§ **EXERCISE DIRECTIONS**
Print out every line, exactly as written.
## begin TASK DATA
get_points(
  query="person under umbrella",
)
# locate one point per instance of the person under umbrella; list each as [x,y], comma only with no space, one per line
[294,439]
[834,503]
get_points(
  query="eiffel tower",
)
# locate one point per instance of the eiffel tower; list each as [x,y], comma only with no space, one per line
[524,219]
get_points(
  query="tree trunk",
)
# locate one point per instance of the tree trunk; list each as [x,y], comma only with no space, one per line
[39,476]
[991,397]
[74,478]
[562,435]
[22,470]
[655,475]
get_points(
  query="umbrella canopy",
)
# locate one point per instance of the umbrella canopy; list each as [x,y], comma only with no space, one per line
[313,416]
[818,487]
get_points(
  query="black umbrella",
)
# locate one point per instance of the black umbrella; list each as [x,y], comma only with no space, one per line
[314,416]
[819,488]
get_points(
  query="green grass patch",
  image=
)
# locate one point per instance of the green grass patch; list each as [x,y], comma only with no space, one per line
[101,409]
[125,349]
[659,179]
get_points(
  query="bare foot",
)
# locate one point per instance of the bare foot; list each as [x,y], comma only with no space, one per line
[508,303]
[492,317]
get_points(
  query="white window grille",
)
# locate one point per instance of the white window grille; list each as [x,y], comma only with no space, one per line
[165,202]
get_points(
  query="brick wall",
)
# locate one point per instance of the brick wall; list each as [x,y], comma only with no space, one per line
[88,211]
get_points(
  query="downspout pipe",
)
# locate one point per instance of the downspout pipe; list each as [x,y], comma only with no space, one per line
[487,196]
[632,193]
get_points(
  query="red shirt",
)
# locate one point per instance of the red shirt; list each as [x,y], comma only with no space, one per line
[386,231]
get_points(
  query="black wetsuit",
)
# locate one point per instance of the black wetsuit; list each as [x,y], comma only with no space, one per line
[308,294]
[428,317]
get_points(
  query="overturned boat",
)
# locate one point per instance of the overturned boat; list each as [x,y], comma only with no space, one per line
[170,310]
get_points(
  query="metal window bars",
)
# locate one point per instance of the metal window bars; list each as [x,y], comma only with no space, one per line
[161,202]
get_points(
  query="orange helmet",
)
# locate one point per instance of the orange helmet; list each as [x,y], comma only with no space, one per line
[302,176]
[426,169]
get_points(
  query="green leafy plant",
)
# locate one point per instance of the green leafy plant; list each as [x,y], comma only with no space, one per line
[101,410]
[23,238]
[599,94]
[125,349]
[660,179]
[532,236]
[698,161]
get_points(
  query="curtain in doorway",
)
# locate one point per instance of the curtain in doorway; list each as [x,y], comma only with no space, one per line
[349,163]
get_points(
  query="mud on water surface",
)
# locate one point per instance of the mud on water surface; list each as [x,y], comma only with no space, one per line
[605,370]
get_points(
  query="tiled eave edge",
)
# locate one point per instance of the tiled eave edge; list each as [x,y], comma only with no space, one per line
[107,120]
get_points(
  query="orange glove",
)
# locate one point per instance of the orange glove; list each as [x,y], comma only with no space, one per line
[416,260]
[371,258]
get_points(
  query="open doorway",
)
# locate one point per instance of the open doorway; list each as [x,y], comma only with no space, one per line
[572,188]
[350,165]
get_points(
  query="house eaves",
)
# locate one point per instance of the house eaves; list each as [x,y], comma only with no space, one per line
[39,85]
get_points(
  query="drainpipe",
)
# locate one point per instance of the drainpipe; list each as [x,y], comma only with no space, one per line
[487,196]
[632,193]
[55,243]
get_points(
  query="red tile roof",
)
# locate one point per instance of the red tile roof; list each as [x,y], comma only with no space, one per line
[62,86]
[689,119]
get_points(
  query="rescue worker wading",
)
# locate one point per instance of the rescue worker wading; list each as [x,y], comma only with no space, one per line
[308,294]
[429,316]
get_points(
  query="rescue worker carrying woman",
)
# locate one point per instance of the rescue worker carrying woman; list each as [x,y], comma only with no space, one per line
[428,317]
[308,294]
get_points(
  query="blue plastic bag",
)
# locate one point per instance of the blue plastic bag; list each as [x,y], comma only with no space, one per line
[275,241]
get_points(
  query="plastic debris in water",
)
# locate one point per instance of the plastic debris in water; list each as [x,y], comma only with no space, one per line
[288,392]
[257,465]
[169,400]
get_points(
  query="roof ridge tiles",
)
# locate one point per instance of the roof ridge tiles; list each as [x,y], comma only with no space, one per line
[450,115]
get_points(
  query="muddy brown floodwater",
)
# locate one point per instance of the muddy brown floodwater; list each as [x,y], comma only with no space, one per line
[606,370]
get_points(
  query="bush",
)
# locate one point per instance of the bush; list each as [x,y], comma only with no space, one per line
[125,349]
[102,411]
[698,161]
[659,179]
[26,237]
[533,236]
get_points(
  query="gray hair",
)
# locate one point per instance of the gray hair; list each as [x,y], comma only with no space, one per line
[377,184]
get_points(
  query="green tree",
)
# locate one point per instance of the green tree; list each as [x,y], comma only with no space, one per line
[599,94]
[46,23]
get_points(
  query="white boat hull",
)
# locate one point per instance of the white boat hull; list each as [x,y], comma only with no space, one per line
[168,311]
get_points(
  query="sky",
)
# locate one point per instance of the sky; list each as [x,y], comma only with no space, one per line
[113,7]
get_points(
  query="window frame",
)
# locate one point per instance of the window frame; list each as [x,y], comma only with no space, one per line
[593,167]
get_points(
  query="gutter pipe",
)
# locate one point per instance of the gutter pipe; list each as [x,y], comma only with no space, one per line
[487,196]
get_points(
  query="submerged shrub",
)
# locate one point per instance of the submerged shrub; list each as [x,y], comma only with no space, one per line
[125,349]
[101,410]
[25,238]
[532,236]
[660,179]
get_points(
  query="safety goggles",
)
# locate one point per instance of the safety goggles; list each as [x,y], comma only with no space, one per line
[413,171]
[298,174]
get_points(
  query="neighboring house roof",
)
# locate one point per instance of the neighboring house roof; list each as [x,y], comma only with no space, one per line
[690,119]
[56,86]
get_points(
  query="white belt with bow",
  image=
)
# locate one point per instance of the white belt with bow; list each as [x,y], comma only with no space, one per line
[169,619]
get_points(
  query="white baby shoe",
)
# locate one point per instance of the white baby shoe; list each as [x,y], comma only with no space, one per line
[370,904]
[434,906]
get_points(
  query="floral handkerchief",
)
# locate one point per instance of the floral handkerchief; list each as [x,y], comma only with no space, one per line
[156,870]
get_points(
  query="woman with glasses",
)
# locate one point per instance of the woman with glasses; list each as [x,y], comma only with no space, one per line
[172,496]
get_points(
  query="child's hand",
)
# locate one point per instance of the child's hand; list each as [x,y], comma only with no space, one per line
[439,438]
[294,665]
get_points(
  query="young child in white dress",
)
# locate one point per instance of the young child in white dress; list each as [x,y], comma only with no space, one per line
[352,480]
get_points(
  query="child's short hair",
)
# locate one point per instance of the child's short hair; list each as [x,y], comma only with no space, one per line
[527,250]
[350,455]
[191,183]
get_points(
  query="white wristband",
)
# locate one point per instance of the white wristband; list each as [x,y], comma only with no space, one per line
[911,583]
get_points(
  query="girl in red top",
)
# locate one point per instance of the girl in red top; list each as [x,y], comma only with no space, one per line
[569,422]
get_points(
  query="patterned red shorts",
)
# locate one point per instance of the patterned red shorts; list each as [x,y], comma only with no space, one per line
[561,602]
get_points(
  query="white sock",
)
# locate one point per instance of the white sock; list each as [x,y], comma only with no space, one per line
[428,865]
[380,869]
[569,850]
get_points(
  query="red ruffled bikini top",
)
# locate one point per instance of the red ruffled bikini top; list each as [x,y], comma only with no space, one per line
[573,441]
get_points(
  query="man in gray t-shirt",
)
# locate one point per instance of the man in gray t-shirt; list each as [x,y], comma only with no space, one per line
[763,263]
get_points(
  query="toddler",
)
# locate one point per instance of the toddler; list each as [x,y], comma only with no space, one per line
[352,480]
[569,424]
## end TASK DATA
§ **COMPLETED EXERCISE**
get_points(
  query="person under umbrella",
)
# locate one point per instance of the person under umbrella; list each as [x,y], comma only with no space, one per line
[294,439]
[834,503]
get_points(
  query="eiffel tower",
)
# locate one point per instance of the eiffel tower; list each as [x,y], comma only with no space, one per line
[524,219]
get_points(
  query="tree trunk",
)
# locate one point per instance of the tree trunk; list each as [x,y], comma only with no space, one per line
[39,476]
[991,397]
[74,478]
[562,435]
[22,470]
[655,475]
get_points(
  query="umbrella canopy",
)
# locate one point per instance of the umbrella canopy; list each as [x,y], comma only with no space, one per line
[313,416]
[818,487]
get_points(
  query="black umbrella",
)
# locate one point per instance of the black umbrella; list each as [x,y], comma only with no space, one per line
[314,416]
[819,488]
get_points(
  query="green grass patch",
  image=
)
# locate one point per instance of the green grass patch; list each as [x,y], comma only with no space, one per line
[101,409]
[125,349]
[659,179]
get_points(
  query="bare foot",
)
# locate one point per instance of the bare foot; list each as [x,y], comma only with no space, one per line
[508,303]
[492,317]
get_points(
  query="white window grille",
)
# locate one point per instance of the white window grille; list each as [x,y], comma only with no space, one per line
[165,202]
get_points(
  query="brick wall",
)
# locate one point per instance of the brick wall; list each as [x,y], comma only with no space, one per line
[88,211]
get_points(
  query="downspout pipe",
)
# locate one point per instance of the downspout pipe; list each as [x,y], comma only with no space, one per line
[487,196]
[632,193]
get_points(
  query="red shirt",
)
# locate one point per instance of the red shirt; list each as [x,y], comma only with no space, one per line
[386,231]
get_points(
  query="black wetsuit",
)
# locate one point per instance of the black wetsuit; list each as [x,y], comma only with no space, one per line
[308,294]
[428,317]
get_points(
  query="overturned boat",
)
# locate one point per instance of the overturned boat; list each as [x,y], comma only with no space, one per line
[170,310]
get_points(
  query="metal window bars",
)
# locate one point per instance of the metal window bars; list each as [x,y], comma only with no space, one per line
[161,202]
get_points(
  query="orange helmet",
)
# locate one point per instance of the orange helmet; list each as [x,y], comma only with no space, one per line
[302,176]
[426,169]
get_points(
  query="green leafy plant",
)
# locate one point per instance of the green leafy plant; list each as [x,y], comma only with no space, one per line
[101,410]
[23,238]
[599,94]
[125,349]
[660,179]
[532,236]
[698,161]
get_points(
  query="curtain in doorway",
)
# locate one point per instance of the curtain in doorway; list each as [x,y], comma only with no space, one per line
[349,163]
get_points(
  query="mud on water surface",
)
# locate one point per instance of the mud on water surface; list each as [x,y], comma only with no space, one per line
[605,370]
get_points(
  query="tiled eave edge",
)
# locate one point per instance of the tiled eave edge; list each as [x,y], comma only with no space, one per line
[107,120]
get_points(
  query="orange glove",
)
# locate one point per instance of the orange glove; list each as [x,y], comma only with no space, one per line
[416,260]
[371,258]
get_points(
  query="open doorway",
)
# locate one point per instance of the open doorway; list each as [x,y], comma only with no space, one per line
[572,188]
[350,165]
get_points(
  query="house eaves",
)
# locate one point per instance of the house eaves; list each as [x,y], comma only with no space, one per line
[39,85]
get_points(
  query="drainpipe",
)
# locate one point per instance of the drainpipe; list each as [x,y], comma only with no space, one per line
[487,196]
[632,193]
[55,243]
get_points(
  query="red tile roof",
)
# locate one point per instance of the red tile roof; list each as [x,y], comma only with no space, one per line
[62,86]
[689,119]
get_points(
  query="rescue worker wading",
)
# locate one point per instance of the rescue worker wading; list each as [x,y], comma only with no space, one per line
[308,294]
[429,316]
get_points(
  query="rescue worker carrying woman",
)
# locate one point per instance of the rescue worker carrying woman; list each as [x,y], comma only with no space, one per line
[428,317]
[308,294]
get_points(
  query="blue plastic bag",
)
# locate one point per instance of the blue plastic bag; list each as [x,y], comma only with no space, one per line
[275,241]
get_points(
  query="plastic debris in water",
)
# locate one point per instance of the plastic debris in water; list each as [x,y], comma only with no space, one per line
[288,392]
[257,465]
[169,400]
get_points(
  query="roof ridge tiles",
)
# locate one point per instance of the roof ridge tiles; list each as [x,y], comma only with no space, one per line
[450,115]
get_points(
  query="muddy brown floodwater",
)
# locate one point per instance of the muddy brown floodwater; list each as [x,y], comma only with no space, one per line
[606,370]
get_points(
  query="bush",
)
# locate one point per instance of the bush; list each as [x,y], comma only with no space, one per line
[125,349]
[102,411]
[698,161]
[659,179]
[26,237]
[533,236]
get_points(
  query="gray hair",
)
# locate one point per instance of the gray hair; list each as [x,y], comma only with no space, one per line
[377,184]
get_points(
  query="green tree",
)
# locate one point per instance of the green tree; list each as [x,y], comma only with no space, one per line
[599,94]
[46,23]
get_points(
  query="white boat hull",
)
# locate one point per instance of the white boat hull; list each as [x,y], comma only with no space, one per line
[168,311]
get_points(
  query="sky",
)
# locate one point per instance of the sky; list each as [x,y], comma only with no space, one per line
[113,7]
get_points(
  query="window frame",
)
# locate one point per instance of the window frame; list each as [x,y], comma only with no space, one per line
[593,167]
get_points(
  query="gutter pipe",
)
# locate one point per instance of the gutter pipe; list each as [x,y], comma only with no space, one per line
[487,196]
get_points(
  query="submerged shrub",
)
# locate one point per instance of the submerged shrub; list each as [x,y], comma only with no space, one per line
[125,349]
[101,410]
[25,238]
[532,236]
[660,179]
get_points(
  query="safety goggles",
)
# locate one point per instance of the safety goggles; list each as [x,y], comma only with no space, one per line
[413,171]
[298,174]
get_points(
  query="neighboring house roof",
)
# locate one point per instance of the neighboring house roof; list each as [x,y], comma only with no space, one per line
[690,119]
[56,86]
get_points(
  query="white belt with bow",
  image=
)
# locate one point per instance of the white belt with bow; list each as [x,y], comma only with no space, one per line
[169,619]
get_points(
  query="white baby shoe",
)
# locate one point per instance of the white baby shoe; list each as [x,y], comma only with no space, one per line
[370,904]
[434,906]
get_points(
  query="floral handkerchief",
)
# locate one point per instance of the floral handkerchief; list each as [x,y], comma only with no space, one per line
[156,870]
get_points(
  query="woman with glasses",
)
# locate one point per instance of the woman with glasses; list each as [x,y], comma only with no space, one per line
[172,496]
get_points(
  query="child's hand",
)
# locate one point per instance of the child's hand; list each as [x,y], comma only with no space, one per line
[439,438]
[294,665]
get_points(
  query="young child in white dress",
)
# locate one point per instance of the young child in white dress; list each as [x,y], comma only with no space, one per line
[352,480]
get_points(
  query="child's short hair",
)
# locate one point per instance of the child's short hair; list each as [x,y], comma only with no space, one per line
[527,250]
[350,455]
[191,183]
get_points(
  query="white wristband",
)
# locate one point per instance of the white wristband; list each as [x,y], comma only with no space, one per line
[911,583]
get_points(
  query="girl in red top",
)
# locate one point per instance of the girl in red top; list each as [x,y], comma only with no space, one per line
[569,422]
get_points(
  query="patterned red shorts",
)
# locate one point per instance of the patterned red shorts; list each as [x,y], comma only with no space, one per line
[561,602]
get_points(
  query="white sock",
)
# locate one point per instance of the white sock; list each as [x,y], comma only with no space, one per line
[428,865]
[380,869]
[569,850]
get_points(
  query="red ruffled bikini top",
)
# locate one point per instance of the red ruffled bikini top; list each as [x,y], comma only with no space, one per line
[573,441]
get_points(
  query="man in gray t-shirt",
)
# locate one point per instance of the man in gray t-shirt; list each as [x,y], comma only with no space, one per line
[763,263]
get_points(
  query="toddler",
)
# locate one point per instance of the toddler; list each as [x,y], comma only with no space, one per line
[352,480]
[569,424]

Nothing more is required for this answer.